> DOCUMENT EXTRACT:
· · · · ·

- Date: January 1, 1948
- Season: 1947
- Stadium: Crump Stadium
- Location: Memphis, Tennessee
- Referee: Harry Viner (SWC; split crew: SWC, SEC)
- Attendance: 28,120

= 1948 Delta Bowl =

The 1948 Delta Bowl was a college football postseason bowl game between the Ole Miss Rebels and the TCU Horned Frogs. This was the first ever Delta Bowl.

==Background==
The Rebels won their first ever Southeastern Conference title under first year head coach Johnny Vaught, while playing in their first bowl game since 1936. The Horned Frogs finished 4th in the Southwest Conference, in their first bowl appearance since 1945.

==Game summary==
After a scoreless first quarter, TCU got onto the board off Ole Miss miscues. Lindy Berry returned an interception 28 yards for the touchdown, making it 7-0. Later in the quarter, an Ole Miss punt was blocked near the end zone, falling out of bounds for a safety. It was 9-0 TCU going into the fourth quarter, in a game with 7 combined turnovers. Ole Miss quarterback Charlie Conerly threw a pass to Joe Johnson, who ran 26 yards for the touchdown, making the score 9-6 after the extra point missed. On TCU's next possession, Bobby Wilson intercepted a pass, giving the Rebels the ball back. Conerly threw to Johnson, the pass falling complete for 52 yards to the TCU 13. Conerly threw a pass to Dixie Howell on the next play to put the Rebels on top 13-9 after the extra point went in. The Horned Frogs could still tie the game, but any hopes of a tie were vanquished when Red Buchanan intercepted a Horned Frog pass at the Rebel 38, sealing the game for the Rebels.

· · · · ·

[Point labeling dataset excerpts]

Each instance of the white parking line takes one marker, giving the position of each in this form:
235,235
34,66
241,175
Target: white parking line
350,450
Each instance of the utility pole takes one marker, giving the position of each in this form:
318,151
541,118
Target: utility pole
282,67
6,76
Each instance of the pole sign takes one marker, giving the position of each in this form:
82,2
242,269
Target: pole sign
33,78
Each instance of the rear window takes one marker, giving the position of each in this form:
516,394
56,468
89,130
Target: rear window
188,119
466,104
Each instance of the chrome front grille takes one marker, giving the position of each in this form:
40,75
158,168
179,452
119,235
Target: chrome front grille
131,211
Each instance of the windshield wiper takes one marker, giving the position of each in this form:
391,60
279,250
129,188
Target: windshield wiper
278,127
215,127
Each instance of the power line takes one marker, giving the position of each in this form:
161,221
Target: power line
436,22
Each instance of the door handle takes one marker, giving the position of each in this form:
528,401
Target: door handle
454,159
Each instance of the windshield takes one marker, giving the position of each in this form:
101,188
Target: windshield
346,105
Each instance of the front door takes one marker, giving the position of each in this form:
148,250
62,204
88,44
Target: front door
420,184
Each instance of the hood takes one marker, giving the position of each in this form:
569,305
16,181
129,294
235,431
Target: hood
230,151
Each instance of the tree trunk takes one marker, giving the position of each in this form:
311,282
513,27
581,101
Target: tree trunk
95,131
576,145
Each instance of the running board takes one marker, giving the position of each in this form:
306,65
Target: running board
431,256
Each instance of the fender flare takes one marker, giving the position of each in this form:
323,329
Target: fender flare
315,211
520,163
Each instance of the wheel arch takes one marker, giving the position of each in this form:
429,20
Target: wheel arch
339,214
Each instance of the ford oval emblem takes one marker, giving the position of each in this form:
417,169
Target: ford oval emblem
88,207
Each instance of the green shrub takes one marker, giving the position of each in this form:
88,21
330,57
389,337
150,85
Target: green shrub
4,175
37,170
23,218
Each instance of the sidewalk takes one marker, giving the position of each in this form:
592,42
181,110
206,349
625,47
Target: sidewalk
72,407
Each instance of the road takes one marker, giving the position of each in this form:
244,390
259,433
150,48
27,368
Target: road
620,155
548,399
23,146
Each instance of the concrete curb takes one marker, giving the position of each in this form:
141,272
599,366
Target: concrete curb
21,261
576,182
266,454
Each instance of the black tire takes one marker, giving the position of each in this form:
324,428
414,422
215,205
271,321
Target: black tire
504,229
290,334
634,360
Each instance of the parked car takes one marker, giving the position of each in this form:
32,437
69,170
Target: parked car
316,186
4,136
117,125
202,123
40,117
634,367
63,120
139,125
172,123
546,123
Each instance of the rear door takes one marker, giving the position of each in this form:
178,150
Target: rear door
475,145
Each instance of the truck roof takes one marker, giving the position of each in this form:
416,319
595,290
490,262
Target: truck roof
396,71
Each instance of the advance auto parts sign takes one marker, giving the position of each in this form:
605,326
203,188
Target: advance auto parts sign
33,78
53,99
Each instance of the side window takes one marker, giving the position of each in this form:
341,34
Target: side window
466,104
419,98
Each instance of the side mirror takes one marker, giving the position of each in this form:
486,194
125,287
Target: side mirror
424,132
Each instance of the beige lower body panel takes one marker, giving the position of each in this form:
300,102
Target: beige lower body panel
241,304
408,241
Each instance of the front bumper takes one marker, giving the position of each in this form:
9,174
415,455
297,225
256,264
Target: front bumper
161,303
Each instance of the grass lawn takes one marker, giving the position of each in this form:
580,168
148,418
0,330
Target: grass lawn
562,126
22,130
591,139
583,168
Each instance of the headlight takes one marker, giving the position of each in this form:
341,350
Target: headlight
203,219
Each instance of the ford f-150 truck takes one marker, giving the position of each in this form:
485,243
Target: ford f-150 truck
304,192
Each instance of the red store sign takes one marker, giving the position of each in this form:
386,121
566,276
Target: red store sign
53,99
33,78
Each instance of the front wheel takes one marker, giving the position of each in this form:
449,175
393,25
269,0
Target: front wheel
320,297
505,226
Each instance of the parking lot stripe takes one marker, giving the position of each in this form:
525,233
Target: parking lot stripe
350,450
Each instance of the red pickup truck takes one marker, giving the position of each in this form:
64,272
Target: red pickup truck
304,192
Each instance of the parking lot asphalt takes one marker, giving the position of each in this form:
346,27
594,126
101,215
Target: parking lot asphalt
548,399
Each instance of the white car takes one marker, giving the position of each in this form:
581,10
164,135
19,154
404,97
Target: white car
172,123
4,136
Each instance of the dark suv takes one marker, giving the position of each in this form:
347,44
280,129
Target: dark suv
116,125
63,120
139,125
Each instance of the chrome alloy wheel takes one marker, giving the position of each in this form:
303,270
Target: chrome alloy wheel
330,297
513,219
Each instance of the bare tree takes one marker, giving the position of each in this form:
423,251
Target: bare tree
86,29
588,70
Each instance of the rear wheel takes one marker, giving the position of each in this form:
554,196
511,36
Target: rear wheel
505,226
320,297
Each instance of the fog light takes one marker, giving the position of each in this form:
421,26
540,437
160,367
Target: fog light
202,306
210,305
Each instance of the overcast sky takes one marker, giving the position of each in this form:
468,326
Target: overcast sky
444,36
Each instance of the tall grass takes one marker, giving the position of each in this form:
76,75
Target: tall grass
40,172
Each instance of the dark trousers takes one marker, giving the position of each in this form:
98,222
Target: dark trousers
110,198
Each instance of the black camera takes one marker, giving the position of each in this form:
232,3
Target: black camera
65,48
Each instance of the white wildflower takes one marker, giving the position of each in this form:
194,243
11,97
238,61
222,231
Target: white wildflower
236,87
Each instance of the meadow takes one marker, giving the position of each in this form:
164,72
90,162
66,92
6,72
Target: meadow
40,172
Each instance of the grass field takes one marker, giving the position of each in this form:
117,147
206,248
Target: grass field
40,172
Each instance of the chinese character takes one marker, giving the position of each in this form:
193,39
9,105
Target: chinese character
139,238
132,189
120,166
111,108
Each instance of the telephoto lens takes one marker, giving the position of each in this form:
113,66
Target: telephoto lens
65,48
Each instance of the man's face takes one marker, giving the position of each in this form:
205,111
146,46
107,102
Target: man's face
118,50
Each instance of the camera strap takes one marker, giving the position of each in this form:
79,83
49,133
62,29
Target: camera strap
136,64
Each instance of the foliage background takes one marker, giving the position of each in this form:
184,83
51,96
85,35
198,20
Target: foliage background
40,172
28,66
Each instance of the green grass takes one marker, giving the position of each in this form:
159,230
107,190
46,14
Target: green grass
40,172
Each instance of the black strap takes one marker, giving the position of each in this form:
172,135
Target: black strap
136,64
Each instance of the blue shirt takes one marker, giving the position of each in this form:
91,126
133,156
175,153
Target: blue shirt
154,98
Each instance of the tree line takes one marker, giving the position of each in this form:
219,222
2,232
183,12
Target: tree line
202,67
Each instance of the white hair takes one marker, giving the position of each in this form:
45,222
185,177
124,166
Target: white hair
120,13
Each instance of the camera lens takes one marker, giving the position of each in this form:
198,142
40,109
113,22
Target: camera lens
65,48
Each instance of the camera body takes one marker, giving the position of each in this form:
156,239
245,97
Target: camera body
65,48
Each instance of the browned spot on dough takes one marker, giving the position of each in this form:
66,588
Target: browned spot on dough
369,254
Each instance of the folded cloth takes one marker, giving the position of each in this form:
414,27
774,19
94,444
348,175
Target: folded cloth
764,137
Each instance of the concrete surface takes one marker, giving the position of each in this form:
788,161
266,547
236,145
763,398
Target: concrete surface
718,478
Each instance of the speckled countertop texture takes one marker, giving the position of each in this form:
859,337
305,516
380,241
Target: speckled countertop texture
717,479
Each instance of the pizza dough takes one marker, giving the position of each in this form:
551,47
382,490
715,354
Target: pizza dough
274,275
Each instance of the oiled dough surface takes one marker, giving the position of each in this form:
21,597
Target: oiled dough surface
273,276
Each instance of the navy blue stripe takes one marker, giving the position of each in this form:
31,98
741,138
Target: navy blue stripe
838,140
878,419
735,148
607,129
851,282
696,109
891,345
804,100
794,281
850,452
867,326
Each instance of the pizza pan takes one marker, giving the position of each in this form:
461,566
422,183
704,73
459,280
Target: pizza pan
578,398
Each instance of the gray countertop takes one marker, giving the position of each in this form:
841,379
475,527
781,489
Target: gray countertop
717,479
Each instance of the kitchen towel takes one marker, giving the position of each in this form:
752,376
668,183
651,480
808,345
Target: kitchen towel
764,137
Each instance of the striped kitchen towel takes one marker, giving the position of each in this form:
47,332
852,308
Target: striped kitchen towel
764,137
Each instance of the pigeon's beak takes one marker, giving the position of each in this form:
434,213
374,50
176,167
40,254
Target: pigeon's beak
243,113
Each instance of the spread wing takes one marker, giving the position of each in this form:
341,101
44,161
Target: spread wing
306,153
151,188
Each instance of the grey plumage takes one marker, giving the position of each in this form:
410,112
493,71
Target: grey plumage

· · · · ·

> EXERCISE REQUIREMENTS:
Could you turn the paragraph in the 1948 Delta Bowl article beginning "The Rebels won their first ever" into a short bulleted list that keeps its main facts? The rows stand apart from the 1948 Delta Bowl article.

> TASK OUTPUT:
- Ole Miss Rebels: won their first-ever Southeastern Conference title under first-year head coach Johnny Vaught; first bowl game since 1936.
- TCU Horned Frogs: finished 4th in the Southwest Conference; first bowl appearance since 1945.